Segment Open

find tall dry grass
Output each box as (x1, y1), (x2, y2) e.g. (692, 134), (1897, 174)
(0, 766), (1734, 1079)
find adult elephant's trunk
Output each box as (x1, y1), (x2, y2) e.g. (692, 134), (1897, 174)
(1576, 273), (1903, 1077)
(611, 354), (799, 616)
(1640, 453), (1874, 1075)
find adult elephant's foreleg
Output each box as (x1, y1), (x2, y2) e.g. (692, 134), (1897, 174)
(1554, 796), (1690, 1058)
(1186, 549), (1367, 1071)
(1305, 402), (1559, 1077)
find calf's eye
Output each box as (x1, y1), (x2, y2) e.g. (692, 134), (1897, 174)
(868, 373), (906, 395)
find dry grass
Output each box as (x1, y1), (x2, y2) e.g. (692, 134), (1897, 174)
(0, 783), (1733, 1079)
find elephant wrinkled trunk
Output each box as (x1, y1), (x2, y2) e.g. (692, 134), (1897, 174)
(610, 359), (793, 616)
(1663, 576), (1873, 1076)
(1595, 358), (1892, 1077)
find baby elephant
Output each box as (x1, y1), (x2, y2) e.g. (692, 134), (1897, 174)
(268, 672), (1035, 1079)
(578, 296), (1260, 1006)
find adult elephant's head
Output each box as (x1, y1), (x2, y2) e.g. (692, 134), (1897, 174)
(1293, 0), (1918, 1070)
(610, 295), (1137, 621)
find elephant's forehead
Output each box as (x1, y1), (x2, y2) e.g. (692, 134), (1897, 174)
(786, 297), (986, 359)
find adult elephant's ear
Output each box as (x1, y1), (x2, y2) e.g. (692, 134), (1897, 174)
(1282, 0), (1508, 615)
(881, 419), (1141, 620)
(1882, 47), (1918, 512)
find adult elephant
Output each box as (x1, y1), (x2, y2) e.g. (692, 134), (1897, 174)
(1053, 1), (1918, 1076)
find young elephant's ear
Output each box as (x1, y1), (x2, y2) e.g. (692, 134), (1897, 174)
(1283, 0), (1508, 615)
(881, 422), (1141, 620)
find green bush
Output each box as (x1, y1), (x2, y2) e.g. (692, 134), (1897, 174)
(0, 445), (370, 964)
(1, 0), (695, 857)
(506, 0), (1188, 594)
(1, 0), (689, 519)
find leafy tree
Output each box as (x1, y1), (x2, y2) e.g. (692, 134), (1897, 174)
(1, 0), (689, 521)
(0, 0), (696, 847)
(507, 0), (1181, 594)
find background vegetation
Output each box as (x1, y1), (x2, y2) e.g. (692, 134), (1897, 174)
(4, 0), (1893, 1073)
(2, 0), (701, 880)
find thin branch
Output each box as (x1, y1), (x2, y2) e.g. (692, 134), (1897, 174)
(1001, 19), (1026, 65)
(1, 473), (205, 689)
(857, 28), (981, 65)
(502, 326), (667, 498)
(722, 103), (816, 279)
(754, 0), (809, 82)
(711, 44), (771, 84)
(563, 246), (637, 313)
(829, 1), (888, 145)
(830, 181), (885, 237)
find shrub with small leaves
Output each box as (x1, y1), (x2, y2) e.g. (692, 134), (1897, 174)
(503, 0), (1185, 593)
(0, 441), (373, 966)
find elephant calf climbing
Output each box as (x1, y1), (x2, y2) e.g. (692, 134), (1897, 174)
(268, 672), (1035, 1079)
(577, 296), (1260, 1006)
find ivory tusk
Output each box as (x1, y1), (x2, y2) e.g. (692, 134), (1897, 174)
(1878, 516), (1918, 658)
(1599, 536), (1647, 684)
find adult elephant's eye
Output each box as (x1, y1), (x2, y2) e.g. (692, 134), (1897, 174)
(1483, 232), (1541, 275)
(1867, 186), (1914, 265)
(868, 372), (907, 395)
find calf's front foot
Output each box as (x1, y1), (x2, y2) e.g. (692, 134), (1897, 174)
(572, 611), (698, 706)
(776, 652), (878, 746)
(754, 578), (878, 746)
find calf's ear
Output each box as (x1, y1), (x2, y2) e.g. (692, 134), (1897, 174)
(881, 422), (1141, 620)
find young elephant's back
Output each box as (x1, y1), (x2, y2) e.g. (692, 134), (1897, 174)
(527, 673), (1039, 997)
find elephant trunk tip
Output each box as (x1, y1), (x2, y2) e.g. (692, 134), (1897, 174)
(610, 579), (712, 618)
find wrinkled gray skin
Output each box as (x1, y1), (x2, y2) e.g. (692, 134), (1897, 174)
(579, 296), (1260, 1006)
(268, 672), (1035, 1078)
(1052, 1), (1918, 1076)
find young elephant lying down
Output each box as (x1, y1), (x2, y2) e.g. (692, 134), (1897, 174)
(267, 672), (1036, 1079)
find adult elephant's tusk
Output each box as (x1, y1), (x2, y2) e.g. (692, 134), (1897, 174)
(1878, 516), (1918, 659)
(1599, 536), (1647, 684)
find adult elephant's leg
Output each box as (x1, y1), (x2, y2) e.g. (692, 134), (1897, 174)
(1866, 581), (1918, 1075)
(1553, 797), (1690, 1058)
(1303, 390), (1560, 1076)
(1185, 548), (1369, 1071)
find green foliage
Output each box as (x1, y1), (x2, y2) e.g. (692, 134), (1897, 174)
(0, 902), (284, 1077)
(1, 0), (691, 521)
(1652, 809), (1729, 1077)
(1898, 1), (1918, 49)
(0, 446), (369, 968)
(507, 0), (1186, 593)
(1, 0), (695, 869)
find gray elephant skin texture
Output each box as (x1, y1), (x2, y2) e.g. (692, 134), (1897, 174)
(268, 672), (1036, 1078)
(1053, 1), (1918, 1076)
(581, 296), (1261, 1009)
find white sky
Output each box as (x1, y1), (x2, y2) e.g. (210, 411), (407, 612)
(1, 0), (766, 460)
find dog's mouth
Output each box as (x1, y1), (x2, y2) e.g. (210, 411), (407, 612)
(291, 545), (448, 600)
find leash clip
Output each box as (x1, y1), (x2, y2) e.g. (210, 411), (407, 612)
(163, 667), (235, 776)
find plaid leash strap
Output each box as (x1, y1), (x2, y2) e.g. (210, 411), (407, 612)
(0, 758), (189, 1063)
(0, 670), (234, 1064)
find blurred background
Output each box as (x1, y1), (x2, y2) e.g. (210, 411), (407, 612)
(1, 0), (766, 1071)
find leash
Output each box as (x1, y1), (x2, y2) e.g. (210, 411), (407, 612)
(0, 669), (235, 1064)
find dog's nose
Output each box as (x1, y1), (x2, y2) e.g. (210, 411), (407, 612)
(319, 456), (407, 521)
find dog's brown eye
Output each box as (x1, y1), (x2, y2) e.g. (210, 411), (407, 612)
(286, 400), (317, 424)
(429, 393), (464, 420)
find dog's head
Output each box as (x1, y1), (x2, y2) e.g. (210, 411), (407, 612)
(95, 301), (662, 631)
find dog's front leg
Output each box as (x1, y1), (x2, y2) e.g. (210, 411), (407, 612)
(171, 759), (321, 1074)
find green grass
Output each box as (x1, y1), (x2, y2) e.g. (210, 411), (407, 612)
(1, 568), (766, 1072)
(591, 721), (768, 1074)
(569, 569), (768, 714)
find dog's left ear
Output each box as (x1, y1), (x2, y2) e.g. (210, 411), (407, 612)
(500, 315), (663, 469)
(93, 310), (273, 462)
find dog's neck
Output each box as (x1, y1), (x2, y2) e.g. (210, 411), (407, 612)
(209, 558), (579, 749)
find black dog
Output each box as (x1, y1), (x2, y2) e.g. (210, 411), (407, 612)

Segment Closed

ABOUT THIS TASK
Print each entry exactly as it was written.

OUTPUT OF THE TASK
find tall dry grass
Output each box as (x1, y1), (x2, y2) e.g. (692, 134), (1897, 174)
(0, 766), (1734, 1079)
find adult elephant's trunk
Output each box as (x1, y1), (x2, y2) e.g. (692, 134), (1897, 174)
(1576, 273), (1903, 1077)
(611, 354), (799, 616)
(1640, 453), (1874, 1075)
find adult elephant's foreleg
Output each box as (x1, y1), (x2, y2) e.g. (692, 134), (1897, 174)
(1554, 796), (1690, 1058)
(1186, 549), (1367, 1071)
(1305, 402), (1559, 1077)
find calf's eye
Output each box as (x1, y1), (x2, y2) e.g. (692, 134), (1897, 174)
(868, 373), (906, 395)
find dry grass
Output each box as (x1, y1), (x2, y2) e.g. (692, 134), (1897, 174)
(0, 783), (1733, 1079)
find elephant wrinkled trunk
Output each box as (x1, y1), (x2, y2) e.g. (692, 134), (1897, 174)
(610, 359), (793, 616)
(1663, 576), (1873, 1076)
(1595, 358), (1892, 1077)
find baby elephant
Output each box as (x1, y1), (x2, y2) e.g. (692, 134), (1897, 174)
(268, 672), (1035, 1079)
(578, 296), (1260, 1006)
find adult elephant's head
Output each box as (x1, y1), (x2, y2) e.g. (692, 134), (1897, 174)
(1293, 0), (1918, 1070)
(610, 295), (1137, 621)
find elephant's forehead
Output each box as (x1, y1), (x2, y2) e.g. (692, 134), (1897, 174)
(786, 297), (986, 359)
find adult elephant's ear
Output each box as (x1, y1), (x2, y2) e.g. (692, 134), (1897, 174)
(1282, 0), (1508, 615)
(881, 419), (1141, 620)
(1882, 47), (1918, 512)
find adult elephant
Output each box as (x1, y1), (x2, y2) e.g. (692, 134), (1897, 174)
(1053, 1), (1918, 1076)
find young elephant's ear
Output each box as (x1, y1), (x2, y2) e.g. (692, 134), (1897, 174)
(1283, 0), (1508, 615)
(881, 422), (1141, 620)
find green bush
Output each box as (x1, y1), (x2, y2) e.g. (692, 134), (1897, 174)
(0, 445), (370, 964)
(1, 0), (695, 857)
(506, 0), (1188, 594)
(1, 0), (689, 519)
find leafy tree
Output each box as (x1, y1), (x2, y2) e.g. (692, 134), (1897, 174)
(1, 0), (689, 521)
(0, 0), (696, 847)
(507, 0), (1181, 594)
find background vegetation
Output each box as (x1, y1), (x2, y2) e.g. (692, 134), (1897, 174)
(4, 0), (1893, 1073)
(2, 0), (701, 880)
find thin branch
Output each box as (x1, y1), (x2, y2) e.g. (692, 134), (1897, 174)
(1001, 19), (1026, 65)
(1, 473), (205, 689)
(857, 28), (981, 65)
(502, 326), (667, 498)
(722, 103), (816, 279)
(754, 0), (809, 82)
(711, 44), (771, 84)
(563, 246), (637, 313)
(829, 1), (888, 145)
(830, 181), (885, 237)
find shrub with small leaves
Output each box as (x1, y1), (x2, y2) e.g. (692, 134), (1897, 174)
(503, 0), (1185, 593)
(0, 441), (373, 966)
find elephant calf climbing
Output each box as (x1, y1), (x2, y2) e.g. (692, 134), (1897, 174)
(268, 672), (1035, 1079)
(577, 296), (1260, 1006)
find ivory tusk
Output each box as (x1, y1), (x2, y2) e.g. (692, 134), (1897, 174)
(1878, 516), (1918, 658)
(1599, 536), (1647, 684)
find adult elephant's eye
Output each box as (x1, y1), (x2, y2) e.g. (692, 134), (1897, 174)
(1483, 232), (1541, 275)
(1867, 186), (1914, 265)
(868, 372), (907, 395)
find calf's front foot
Output each box as (x1, y1), (x2, y2) e.g. (692, 134), (1897, 174)
(572, 611), (698, 706)
(776, 652), (878, 746)
(754, 578), (878, 746)
find calf's ear
Output each box as (x1, y1), (x2, y2) e.g. (692, 134), (1897, 174)
(881, 422), (1141, 620)
find young elephant's back
Output each box as (x1, y1), (x2, y2) e.g. (692, 134), (1897, 174)
(527, 673), (1039, 997)
find elephant trunk tip
Output each box as (x1, y1), (x2, y2) e.g. (692, 134), (1897, 174)
(610, 579), (712, 618)
find wrinkled gray skin
Output each box as (x1, y1), (x2, y2) e.g. (692, 134), (1897, 174)
(579, 296), (1260, 1006)
(268, 672), (1035, 1078)
(1052, 1), (1918, 1076)
find young elephant lying down
Output each box as (x1, y1), (x2, y2) e.g. (692, 134), (1897, 174)
(267, 672), (1036, 1079)
find adult elephant's tusk
Output each box as (x1, y1), (x2, y2) e.g. (692, 134), (1897, 174)
(1878, 516), (1918, 659)
(1599, 536), (1647, 684)
find adult elephant's leg
Output each box as (x1, y1), (x2, y2) e.g. (692, 134), (1897, 174)
(1866, 581), (1918, 1075)
(1553, 797), (1690, 1058)
(1303, 390), (1560, 1076)
(1185, 548), (1369, 1071)
find green foliage
Output each box as (x1, y1), (x2, y2) e.g. (692, 134), (1897, 174)
(0, 902), (284, 1077)
(1, 0), (691, 521)
(1652, 809), (1729, 1077)
(1898, 1), (1918, 49)
(0, 446), (369, 968)
(507, 0), (1186, 593)
(1, 0), (695, 869)
find gray elephant skin texture
Output each box as (x1, y1), (x2, y2) e.g. (692, 134), (1897, 174)
(268, 672), (1036, 1078)
(1053, 1), (1918, 1076)
(581, 296), (1261, 1009)
find white sky
Output each box as (x1, y1), (x2, y2) e.g. (210, 411), (407, 612)
(1, 0), (766, 460)
find dog's mouth
Output each box as (x1, y1), (x2, y2) e.g. (210, 411), (407, 612)
(291, 545), (448, 600)
find leash clip
Output each box as (x1, y1), (x2, y2) e.g. (210, 411), (407, 612)
(163, 667), (235, 776)
find plaid leash strap
Output each box as (x1, y1), (x2, y2) e.g. (210, 411), (407, 612)
(0, 758), (189, 1063)
(0, 670), (234, 1064)
find blurred background
Output each box as (x1, y1), (x2, y2) e.g. (210, 411), (407, 612)
(1, 0), (766, 1071)
find leash
Output each box as (x1, y1), (x2, y2) e.g. (210, 411), (407, 612)
(0, 669), (235, 1064)
find dog's nose
Output each box as (x1, y1), (x2, y2) e.g. (210, 411), (407, 612)
(319, 456), (407, 521)
find dog's brown eye
Output each box as (x1, y1), (x2, y2) e.g. (210, 411), (407, 612)
(286, 400), (317, 424)
(429, 393), (464, 420)
find dog's head
Output each box as (x1, y1), (x2, y2) e.g. (210, 411), (407, 612)
(95, 301), (662, 631)
find dog's front leg
Output each box as (x1, y1), (x2, y2) e.g. (210, 411), (407, 612)
(171, 759), (321, 1074)
find green grass
Output each box as (x1, y1), (x2, y2) e.g. (210, 411), (407, 612)
(1, 568), (766, 1072)
(591, 721), (768, 1074)
(569, 569), (768, 714)
find dog's left ear
Output each box as (x1, y1), (x2, y2) e.g. (210, 411), (407, 612)
(500, 315), (663, 469)
(93, 310), (273, 462)
find dog's neck
Output each box as (x1, y1), (x2, y2) e.g. (210, 411), (407, 612)
(209, 558), (579, 749)
find black dog
Output each box as (x1, y1), (x2, y2) e.g. (210, 411), (407, 612)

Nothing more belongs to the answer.